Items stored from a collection
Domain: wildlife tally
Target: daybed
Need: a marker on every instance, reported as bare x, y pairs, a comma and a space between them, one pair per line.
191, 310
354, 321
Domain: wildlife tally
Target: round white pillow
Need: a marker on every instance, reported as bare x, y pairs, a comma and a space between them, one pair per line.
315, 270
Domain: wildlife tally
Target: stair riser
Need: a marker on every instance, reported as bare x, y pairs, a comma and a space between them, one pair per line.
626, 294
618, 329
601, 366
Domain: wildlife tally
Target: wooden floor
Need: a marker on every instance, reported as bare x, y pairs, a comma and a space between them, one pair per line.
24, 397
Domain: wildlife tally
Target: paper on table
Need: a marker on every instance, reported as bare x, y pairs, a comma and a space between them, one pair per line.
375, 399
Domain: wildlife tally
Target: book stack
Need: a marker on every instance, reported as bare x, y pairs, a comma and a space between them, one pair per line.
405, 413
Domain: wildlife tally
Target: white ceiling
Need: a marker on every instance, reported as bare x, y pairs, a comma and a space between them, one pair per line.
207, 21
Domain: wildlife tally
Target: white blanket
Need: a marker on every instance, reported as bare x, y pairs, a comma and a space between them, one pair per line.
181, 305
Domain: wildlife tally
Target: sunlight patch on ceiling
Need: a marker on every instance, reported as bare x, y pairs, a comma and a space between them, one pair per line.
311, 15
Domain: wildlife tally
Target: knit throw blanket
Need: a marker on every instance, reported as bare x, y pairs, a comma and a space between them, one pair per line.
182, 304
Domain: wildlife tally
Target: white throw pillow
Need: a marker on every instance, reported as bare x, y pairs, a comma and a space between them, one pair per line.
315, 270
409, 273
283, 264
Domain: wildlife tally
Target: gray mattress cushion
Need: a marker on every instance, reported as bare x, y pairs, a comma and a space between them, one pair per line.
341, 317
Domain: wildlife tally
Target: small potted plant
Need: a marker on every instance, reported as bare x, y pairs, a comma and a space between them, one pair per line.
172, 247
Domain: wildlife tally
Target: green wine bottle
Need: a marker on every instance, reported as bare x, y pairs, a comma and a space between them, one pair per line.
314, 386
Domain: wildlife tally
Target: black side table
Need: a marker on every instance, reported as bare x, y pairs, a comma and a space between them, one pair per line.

| What you are asked to do |
Find every line in the entries above that contains the word "pillow" and copy each of those lines. Case counts.

| Final result |
Target: round white pillow
Target: white throw pillow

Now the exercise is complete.